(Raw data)
--------

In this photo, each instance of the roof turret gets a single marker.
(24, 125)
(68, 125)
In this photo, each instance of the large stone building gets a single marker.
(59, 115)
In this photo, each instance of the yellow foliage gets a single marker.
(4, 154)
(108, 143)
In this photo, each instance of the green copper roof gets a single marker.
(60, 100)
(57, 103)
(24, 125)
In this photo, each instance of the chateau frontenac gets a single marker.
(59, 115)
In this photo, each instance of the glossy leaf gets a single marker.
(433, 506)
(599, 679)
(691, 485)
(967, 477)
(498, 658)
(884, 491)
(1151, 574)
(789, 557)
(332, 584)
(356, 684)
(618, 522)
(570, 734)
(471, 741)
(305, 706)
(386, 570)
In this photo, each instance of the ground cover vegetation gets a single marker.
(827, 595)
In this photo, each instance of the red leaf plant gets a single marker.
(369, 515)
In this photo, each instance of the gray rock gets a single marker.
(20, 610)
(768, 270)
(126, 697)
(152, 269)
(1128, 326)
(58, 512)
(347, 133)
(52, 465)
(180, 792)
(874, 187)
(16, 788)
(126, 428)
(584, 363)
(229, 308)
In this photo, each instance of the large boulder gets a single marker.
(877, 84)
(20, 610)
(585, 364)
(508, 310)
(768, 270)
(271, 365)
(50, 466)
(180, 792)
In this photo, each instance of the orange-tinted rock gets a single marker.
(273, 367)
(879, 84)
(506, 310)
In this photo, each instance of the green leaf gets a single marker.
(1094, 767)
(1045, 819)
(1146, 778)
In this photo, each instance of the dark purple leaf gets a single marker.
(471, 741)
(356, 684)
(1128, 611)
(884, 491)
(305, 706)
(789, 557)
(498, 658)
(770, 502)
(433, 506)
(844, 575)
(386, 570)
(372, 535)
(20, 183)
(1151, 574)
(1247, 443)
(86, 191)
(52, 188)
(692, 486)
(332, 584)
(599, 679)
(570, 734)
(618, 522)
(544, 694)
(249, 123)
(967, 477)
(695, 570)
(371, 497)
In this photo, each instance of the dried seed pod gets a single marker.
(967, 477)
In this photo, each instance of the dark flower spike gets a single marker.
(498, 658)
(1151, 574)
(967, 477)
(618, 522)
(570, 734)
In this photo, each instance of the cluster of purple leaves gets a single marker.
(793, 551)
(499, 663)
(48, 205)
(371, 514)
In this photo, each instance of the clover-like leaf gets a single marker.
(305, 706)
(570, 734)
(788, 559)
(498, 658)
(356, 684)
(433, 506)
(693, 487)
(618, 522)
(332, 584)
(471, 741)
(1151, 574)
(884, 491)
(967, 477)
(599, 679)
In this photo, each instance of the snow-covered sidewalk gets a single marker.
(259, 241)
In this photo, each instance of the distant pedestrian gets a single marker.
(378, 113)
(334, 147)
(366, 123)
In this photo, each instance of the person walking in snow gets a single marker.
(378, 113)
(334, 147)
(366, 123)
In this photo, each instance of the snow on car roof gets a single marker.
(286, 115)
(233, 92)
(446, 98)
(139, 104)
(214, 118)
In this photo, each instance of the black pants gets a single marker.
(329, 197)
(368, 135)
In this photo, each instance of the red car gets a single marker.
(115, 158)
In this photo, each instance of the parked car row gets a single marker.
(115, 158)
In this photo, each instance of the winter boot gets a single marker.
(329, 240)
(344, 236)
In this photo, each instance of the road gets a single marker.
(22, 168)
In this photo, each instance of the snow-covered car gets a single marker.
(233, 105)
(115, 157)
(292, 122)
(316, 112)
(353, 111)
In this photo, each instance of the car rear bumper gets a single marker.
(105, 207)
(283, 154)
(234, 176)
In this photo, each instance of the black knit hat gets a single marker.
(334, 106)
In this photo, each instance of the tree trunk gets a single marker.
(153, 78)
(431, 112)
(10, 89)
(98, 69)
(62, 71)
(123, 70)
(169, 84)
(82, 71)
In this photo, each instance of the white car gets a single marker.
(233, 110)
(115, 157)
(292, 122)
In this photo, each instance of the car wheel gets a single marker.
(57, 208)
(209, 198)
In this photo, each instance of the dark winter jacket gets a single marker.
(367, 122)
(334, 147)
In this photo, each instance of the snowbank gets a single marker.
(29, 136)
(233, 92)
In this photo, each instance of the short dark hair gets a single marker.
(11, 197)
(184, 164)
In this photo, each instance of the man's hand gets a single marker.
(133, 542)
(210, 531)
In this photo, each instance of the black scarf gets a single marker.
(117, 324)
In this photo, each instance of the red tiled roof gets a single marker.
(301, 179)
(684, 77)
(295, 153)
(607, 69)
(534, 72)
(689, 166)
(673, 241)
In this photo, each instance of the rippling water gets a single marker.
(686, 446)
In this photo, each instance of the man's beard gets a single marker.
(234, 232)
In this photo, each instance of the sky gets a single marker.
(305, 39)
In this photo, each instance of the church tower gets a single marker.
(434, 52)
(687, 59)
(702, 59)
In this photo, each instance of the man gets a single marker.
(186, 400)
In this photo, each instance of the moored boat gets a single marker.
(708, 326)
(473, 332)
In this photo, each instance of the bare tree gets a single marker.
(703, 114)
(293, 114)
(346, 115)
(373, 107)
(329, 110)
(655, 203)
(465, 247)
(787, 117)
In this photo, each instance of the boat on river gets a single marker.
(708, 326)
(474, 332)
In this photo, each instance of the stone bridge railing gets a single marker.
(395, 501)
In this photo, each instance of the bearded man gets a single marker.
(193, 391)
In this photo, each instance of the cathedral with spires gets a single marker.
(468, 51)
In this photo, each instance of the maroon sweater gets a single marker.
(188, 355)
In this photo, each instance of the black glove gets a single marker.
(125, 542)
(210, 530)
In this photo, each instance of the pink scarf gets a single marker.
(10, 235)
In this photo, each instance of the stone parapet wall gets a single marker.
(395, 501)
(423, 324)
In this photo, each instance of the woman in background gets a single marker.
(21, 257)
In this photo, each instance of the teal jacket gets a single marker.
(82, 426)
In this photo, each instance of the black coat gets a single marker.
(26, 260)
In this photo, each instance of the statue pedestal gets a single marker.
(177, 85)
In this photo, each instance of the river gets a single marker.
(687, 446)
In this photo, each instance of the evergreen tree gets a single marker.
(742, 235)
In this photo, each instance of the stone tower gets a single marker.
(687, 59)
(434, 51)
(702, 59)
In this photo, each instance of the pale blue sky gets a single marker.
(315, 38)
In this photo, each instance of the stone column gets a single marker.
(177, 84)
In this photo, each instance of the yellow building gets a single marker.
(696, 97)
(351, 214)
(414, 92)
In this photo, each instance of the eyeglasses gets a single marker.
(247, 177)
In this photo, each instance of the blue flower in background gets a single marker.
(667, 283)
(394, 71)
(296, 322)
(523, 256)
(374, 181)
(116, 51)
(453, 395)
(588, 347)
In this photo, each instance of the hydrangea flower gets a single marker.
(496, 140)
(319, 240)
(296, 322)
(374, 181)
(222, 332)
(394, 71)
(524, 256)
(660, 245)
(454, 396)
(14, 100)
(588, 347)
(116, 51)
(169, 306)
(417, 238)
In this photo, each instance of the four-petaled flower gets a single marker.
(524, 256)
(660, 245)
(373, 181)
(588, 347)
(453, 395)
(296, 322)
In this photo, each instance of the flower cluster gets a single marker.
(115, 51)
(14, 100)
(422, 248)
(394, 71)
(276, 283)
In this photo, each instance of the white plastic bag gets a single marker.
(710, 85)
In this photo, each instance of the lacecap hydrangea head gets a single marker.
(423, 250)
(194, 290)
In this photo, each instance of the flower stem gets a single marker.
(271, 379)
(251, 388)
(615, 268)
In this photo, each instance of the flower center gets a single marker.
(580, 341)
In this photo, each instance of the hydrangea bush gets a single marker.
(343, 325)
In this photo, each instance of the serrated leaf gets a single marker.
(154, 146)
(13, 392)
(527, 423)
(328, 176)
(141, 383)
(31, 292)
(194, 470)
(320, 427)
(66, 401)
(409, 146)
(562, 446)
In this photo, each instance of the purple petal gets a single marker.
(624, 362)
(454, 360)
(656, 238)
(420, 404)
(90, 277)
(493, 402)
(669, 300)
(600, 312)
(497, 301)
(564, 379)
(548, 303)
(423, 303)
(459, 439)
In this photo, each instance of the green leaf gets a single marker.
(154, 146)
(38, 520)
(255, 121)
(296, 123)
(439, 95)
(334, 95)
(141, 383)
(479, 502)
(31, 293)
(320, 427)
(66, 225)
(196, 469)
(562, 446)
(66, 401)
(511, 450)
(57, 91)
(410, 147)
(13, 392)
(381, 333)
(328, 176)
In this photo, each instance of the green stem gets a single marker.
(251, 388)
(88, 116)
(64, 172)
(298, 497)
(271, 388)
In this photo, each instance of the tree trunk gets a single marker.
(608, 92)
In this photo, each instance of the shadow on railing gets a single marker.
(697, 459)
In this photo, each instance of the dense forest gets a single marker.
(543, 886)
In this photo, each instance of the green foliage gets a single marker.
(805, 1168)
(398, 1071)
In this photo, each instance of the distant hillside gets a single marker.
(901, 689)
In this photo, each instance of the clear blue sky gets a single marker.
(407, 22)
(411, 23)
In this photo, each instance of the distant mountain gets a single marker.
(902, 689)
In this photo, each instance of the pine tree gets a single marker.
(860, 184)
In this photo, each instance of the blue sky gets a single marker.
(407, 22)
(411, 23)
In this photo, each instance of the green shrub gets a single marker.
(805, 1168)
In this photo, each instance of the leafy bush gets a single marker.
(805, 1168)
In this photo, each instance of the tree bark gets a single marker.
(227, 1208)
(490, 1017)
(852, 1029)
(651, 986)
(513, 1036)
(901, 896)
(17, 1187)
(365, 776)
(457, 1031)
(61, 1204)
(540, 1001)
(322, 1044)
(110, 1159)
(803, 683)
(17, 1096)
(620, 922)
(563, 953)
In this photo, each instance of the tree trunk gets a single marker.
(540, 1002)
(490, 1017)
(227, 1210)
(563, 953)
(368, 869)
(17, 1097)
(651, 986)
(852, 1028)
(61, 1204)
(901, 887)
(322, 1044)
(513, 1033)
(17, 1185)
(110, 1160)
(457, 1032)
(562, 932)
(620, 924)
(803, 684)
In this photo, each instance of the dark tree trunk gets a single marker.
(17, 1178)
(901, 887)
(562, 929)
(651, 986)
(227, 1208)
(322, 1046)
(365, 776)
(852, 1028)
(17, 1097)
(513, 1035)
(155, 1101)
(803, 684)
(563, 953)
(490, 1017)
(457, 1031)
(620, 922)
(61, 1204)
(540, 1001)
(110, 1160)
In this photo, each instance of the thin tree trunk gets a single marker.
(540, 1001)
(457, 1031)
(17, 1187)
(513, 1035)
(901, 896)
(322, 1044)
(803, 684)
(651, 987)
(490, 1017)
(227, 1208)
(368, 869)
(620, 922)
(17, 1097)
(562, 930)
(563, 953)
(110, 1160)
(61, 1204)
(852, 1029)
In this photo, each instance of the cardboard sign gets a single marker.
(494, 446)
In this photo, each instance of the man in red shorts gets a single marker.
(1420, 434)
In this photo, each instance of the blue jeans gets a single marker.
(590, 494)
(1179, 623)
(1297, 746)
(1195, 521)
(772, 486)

--------

What is needed —
Present the data as a numbered list, starting at the line that contains "In this photo, each instance of the leafy" and continuing through the last line of the data, with both ends included and blank lines omitted.

Task output —
1. In this photo, each instance of the leafy bush gets a single marker.
2. (805, 1168)
3. In this photo, each instance of the tree bark gets a single marker.
4. (227, 1208)
5. (490, 1017)
6. (852, 1029)
7. (651, 986)
8. (513, 1036)
9. (901, 896)
10. (17, 1187)
11. (365, 776)
12. (457, 1031)
13. (61, 1204)
14. (540, 1001)
15. (322, 1044)
16. (110, 1159)
17. (803, 683)
18. (17, 1096)
19. (620, 922)
20. (563, 953)
21. In this photo, each instance of the tree trunk gets a single marker.
22. (540, 1002)
23. (490, 1017)
24. (227, 1210)
25. (563, 953)
26. (368, 869)
27. (17, 1097)
28. (651, 986)
29. (852, 1028)
30. (61, 1204)
31. (901, 887)
32. (322, 1044)
33. (513, 1033)
34. (17, 1185)
35. (110, 1160)
36. (457, 1032)
37. (562, 932)
38. (620, 924)
39. (803, 684)
40. In this photo, each instance of the dark tree trunk gets a single marker.
41. (17, 1178)
42. (901, 887)
43. (562, 929)
44. (651, 986)
45. (227, 1208)
46. (322, 1046)
47. (365, 776)
48. (852, 1028)
49. (17, 1097)
50. (513, 1035)
51. (155, 1101)
52. (803, 684)
53. (563, 953)
54. (490, 1017)
55. (457, 1031)
56. (620, 922)
57. (61, 1204)
58. (540, 1001)
59. (110, 1160)
60. In this photo, each instance of the thin tree trunk gets a single marker.
61. (540, 1001)
62. (457, 1031)
63. (17, 1187)
64. (513, 1035)
65. (901, 896)
66. (322, 1044)
67. (803, 684)
68. (651, 987)
69. (490, 1017)
70. (227, 1208)
71. (368, 869)
72. (620, 922)
73. (17, 1097)
74. (562, 930)
75. (563, 953)
76. (110, 1160)
77. (61, 1204)
78. (852, 1029)
79. In this photo, each instance of the cardboard sign gets a single marker.
80. (494, 446)
81. In this photo, each instance of the man in red shorts gets a single marker.
82. (1420, 434)
83. In this photo, each instance of the blue jeans gets a single marker.
84. (590, 494)
85. (1179, 623)
86. (1297, 746)
87. (1195, 521)
88. (772, 486)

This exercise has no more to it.